### Verilen metin ###

Kimi İslam âlimlerinin Yecüc- Mecüc’ü, Moğollar ve Çinliler olarak ön görmeleri, Kıyamete yakın bir zamanda bu kavimlerin öncülüğünde anarşistliğin artacağını, bunu yapacak potansiyelin dahi Moğol ve Çinlilerde olduğunu düşünmeleridir… Bazı İslam âlimlerine göre Yecüc-Mecüc, söz konusu anarşist Moğol ve Çin kavmidir… Bu bir çıkarımdır; ancak böylesi bir düşüncenin, Kuran ayetlerindeki Yecüc-Mecüc hakikatiyle uzaktan yakından hiçbir ilgisi yoktur. Ayette; Yecüc-Mecüc için ne deniyor, kimi İslam âlimleri bundan ne anlıyor? Aralarında hiçbir bağ ve ilgileşim yok!

### Veri bölümü ###

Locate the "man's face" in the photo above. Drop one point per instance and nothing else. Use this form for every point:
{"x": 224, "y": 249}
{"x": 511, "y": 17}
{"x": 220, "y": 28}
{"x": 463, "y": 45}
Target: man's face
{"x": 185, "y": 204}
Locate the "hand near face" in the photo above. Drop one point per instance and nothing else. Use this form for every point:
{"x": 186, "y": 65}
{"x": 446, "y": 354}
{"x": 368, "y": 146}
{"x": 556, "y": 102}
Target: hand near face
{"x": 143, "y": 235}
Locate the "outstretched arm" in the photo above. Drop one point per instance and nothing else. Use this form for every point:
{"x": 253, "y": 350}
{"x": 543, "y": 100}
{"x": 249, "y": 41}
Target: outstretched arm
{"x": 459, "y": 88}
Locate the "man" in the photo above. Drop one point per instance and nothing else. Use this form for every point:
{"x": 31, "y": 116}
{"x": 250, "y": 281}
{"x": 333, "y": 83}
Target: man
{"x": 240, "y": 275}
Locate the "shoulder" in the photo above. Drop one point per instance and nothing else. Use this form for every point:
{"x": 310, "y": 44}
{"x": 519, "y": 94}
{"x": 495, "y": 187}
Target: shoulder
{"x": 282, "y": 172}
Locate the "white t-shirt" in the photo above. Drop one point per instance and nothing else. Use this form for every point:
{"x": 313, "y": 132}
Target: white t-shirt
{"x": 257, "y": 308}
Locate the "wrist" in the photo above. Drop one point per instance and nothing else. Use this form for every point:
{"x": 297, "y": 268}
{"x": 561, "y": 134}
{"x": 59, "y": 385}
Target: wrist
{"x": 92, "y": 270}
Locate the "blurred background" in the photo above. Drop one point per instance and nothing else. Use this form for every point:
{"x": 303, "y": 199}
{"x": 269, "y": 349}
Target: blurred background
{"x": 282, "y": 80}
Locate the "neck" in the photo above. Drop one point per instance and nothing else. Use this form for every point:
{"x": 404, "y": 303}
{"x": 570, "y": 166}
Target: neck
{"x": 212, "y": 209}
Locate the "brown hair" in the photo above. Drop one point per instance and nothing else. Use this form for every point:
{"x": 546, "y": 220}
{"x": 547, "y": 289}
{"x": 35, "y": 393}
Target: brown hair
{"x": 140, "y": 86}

###

◆ Görev tanımı: Lütfen belirtin: Verilen metne göre kimi İslam âlimleri Yecüc-Mecüc'ü hangi kavimler olarak görüyor?

◆ Alıştırmanın çözümü: Moğollar ve Çinliler olarak.